■ TASK STATEMENT:
Draw out every line with the word "column" from the listing below.

■ RECORDS FOR PROCESSING:
* * * * * * *
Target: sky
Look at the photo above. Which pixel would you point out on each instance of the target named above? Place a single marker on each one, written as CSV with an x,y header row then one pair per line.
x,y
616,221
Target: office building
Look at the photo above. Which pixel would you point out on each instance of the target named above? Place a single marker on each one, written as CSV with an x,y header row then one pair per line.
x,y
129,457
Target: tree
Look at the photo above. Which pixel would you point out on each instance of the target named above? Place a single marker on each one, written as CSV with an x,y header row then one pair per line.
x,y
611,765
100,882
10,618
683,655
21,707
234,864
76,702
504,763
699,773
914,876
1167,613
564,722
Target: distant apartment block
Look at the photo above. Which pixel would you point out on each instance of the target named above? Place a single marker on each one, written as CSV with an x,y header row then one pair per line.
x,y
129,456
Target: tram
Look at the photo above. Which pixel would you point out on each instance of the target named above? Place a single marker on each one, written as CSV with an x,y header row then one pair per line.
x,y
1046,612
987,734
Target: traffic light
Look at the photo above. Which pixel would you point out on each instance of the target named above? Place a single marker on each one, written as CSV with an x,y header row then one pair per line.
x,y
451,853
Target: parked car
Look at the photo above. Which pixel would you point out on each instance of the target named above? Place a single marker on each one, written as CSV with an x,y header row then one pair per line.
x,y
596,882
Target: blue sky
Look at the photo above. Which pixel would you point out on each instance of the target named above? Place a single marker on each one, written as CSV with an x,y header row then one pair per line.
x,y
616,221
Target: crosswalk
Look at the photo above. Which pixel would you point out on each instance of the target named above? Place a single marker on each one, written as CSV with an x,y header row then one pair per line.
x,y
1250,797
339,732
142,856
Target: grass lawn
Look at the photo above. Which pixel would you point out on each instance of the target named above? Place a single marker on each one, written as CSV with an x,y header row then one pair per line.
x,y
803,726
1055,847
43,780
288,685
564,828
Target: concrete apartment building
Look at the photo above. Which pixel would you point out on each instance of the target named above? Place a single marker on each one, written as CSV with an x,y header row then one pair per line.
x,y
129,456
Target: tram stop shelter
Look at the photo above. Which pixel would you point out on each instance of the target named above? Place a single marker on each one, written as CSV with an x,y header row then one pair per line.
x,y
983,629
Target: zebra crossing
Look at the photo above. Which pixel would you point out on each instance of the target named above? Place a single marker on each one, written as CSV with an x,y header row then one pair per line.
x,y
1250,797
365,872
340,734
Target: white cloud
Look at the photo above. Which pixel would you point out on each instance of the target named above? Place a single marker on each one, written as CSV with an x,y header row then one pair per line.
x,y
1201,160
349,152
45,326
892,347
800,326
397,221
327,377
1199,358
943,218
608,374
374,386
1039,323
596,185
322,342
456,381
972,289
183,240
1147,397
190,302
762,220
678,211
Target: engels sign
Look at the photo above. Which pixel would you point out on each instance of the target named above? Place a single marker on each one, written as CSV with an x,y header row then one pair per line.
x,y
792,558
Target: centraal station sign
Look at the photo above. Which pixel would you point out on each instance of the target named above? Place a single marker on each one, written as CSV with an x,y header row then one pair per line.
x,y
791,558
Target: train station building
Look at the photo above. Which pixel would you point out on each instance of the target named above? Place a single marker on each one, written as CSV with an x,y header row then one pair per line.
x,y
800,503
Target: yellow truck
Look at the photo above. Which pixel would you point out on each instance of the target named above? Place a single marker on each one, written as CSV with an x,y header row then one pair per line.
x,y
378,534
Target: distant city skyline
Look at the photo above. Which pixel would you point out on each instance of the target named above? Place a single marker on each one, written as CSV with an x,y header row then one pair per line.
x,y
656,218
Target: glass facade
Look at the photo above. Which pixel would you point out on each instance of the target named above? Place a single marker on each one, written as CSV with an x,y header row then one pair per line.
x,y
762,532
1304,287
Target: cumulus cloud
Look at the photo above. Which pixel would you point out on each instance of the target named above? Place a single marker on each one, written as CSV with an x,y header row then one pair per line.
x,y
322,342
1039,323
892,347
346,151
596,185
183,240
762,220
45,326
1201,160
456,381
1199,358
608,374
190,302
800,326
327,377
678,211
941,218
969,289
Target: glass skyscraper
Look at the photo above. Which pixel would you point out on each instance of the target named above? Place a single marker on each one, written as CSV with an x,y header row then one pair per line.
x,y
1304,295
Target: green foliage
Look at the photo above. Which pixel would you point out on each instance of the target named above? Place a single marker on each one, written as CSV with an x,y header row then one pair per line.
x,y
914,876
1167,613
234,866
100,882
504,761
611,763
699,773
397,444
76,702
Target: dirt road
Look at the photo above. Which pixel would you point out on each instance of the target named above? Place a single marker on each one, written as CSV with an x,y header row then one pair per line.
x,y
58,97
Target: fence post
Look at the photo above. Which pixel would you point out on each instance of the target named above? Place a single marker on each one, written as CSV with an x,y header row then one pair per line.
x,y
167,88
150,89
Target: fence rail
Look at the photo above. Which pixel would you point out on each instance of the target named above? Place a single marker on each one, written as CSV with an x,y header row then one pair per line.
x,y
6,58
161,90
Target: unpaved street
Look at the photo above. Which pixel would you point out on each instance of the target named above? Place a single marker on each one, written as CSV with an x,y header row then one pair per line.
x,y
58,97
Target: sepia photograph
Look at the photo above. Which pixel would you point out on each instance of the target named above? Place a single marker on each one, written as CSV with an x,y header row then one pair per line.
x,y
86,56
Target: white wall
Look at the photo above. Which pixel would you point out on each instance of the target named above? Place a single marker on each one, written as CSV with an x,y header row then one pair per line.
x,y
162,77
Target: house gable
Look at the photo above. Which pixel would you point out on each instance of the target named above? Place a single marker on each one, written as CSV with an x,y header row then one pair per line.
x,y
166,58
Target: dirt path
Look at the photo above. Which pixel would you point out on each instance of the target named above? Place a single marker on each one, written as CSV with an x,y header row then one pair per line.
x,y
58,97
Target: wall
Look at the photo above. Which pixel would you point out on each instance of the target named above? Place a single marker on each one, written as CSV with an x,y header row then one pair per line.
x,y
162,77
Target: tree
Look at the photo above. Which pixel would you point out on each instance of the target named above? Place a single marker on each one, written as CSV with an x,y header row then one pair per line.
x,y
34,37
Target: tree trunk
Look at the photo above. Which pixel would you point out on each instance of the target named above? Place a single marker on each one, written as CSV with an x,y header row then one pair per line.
* * * * * * *
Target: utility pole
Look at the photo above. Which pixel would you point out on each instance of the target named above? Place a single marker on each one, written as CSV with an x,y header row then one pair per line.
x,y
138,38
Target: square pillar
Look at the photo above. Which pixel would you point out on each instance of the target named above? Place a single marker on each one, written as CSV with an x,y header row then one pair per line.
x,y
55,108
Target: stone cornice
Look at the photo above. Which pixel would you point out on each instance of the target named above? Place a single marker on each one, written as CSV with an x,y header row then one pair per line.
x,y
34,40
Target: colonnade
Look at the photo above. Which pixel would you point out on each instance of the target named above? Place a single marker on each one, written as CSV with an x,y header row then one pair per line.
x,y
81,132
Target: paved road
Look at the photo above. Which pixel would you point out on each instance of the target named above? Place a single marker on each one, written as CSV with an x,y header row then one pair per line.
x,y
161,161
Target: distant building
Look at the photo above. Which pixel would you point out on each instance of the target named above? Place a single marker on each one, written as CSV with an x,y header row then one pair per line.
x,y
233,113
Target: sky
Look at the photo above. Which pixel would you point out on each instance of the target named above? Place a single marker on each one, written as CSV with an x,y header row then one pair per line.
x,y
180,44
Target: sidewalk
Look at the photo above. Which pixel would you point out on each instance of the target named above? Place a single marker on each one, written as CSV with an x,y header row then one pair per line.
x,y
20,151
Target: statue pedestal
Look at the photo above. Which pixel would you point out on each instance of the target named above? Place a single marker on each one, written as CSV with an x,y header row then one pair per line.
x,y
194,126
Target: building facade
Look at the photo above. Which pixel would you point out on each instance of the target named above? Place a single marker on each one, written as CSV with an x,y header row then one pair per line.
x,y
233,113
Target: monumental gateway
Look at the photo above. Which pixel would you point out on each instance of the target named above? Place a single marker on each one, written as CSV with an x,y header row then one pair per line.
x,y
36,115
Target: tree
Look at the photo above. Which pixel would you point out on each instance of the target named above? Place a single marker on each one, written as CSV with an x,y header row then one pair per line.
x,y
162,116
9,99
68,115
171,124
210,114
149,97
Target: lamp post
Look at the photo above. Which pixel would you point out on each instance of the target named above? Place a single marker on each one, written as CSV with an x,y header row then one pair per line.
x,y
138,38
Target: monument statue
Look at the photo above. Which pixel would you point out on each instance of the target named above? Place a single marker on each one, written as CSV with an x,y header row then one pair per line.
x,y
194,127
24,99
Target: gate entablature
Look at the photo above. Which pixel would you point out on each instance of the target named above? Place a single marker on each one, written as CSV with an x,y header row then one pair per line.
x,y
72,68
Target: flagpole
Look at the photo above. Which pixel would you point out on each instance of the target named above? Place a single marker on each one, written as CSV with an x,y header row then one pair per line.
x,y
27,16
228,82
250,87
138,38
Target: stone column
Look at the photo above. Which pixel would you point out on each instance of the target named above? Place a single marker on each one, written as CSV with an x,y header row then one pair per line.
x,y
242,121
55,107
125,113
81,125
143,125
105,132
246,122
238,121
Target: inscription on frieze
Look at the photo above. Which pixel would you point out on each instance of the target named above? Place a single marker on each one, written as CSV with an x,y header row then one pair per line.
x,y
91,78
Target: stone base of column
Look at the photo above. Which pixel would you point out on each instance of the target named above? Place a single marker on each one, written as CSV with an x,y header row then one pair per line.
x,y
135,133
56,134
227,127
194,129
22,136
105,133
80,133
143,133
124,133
* * * * * * *
■ SOLUTION BELOW:
Target: stone column
Target: stone base of column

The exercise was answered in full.